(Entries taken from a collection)
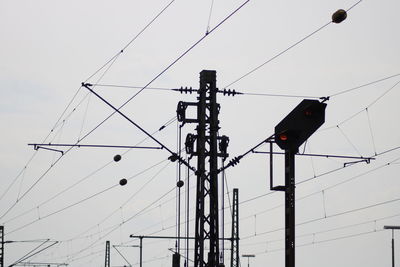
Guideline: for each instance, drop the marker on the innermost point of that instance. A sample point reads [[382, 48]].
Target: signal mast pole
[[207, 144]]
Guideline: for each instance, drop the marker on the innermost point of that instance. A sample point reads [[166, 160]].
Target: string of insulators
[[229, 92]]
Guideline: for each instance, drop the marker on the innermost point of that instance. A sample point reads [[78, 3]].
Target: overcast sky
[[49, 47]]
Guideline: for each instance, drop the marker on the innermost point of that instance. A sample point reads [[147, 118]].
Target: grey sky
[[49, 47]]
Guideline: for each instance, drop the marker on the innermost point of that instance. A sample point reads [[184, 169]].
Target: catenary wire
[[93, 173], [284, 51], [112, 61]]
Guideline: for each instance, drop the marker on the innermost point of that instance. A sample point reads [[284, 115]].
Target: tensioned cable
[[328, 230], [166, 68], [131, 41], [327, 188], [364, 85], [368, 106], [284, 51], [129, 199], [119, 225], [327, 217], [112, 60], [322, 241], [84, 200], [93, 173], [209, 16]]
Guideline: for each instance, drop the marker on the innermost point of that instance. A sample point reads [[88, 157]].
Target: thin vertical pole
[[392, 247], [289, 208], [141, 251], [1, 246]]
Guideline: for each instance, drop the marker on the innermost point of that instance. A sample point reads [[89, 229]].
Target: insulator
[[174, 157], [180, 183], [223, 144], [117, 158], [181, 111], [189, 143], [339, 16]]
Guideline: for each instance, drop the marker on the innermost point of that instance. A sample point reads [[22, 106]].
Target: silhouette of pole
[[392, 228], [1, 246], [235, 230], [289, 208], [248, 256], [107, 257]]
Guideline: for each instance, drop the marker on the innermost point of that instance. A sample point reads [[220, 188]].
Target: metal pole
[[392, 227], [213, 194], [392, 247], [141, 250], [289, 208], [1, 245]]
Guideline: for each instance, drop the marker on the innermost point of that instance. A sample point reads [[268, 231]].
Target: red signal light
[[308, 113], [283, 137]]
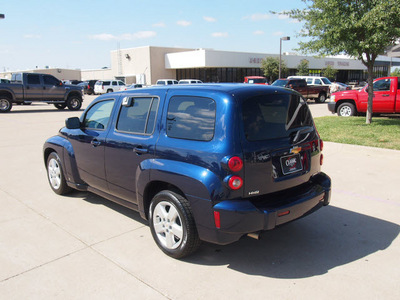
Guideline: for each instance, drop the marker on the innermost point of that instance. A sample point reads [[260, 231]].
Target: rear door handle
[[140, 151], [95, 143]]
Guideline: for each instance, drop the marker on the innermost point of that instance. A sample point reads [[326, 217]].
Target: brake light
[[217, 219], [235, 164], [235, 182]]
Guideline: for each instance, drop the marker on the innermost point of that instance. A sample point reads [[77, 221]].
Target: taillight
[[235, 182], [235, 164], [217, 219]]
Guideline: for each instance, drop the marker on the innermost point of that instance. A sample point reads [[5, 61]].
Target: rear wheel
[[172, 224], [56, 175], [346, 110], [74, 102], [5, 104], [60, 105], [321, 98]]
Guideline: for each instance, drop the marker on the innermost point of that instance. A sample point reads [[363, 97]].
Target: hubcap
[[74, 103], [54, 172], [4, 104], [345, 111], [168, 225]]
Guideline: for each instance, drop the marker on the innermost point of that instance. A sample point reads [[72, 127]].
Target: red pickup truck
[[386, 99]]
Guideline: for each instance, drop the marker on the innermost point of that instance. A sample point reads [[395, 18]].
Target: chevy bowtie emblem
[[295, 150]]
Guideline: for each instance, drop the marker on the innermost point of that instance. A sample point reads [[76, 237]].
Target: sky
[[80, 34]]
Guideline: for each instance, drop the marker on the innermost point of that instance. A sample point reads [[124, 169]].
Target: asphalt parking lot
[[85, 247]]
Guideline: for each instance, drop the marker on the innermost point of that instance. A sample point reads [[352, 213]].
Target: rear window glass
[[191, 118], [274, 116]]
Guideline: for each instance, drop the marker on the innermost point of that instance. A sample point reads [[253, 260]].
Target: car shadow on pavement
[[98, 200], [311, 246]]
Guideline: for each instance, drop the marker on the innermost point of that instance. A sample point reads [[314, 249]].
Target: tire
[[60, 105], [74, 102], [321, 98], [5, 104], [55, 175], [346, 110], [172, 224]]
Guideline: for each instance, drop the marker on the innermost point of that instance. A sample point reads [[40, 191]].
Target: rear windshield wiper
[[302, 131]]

▶ [WHAT TO WORK ON]: Can you update the records, beginning at the line that contains "reads [[314, 249]]." and stopping at the end, so that "tire" becomes "car tire" and everything else stays the same?

▶ [EXERCISE RESPONSE]:
Guideline: for each instance, drop the marker on the innermost point of that instance. A sample point reads [[314, 249]].
Target: car tire
[[60, 105], [74, 102], [321, 98], [5, 104], [55, 175], [346, 110], [172, 224]]
Guideline: for each instance, drop the marker on the innermost point of that instance. A sample point reads [[40, 191]].
Target: rear windshield wiper
[[302, 131]]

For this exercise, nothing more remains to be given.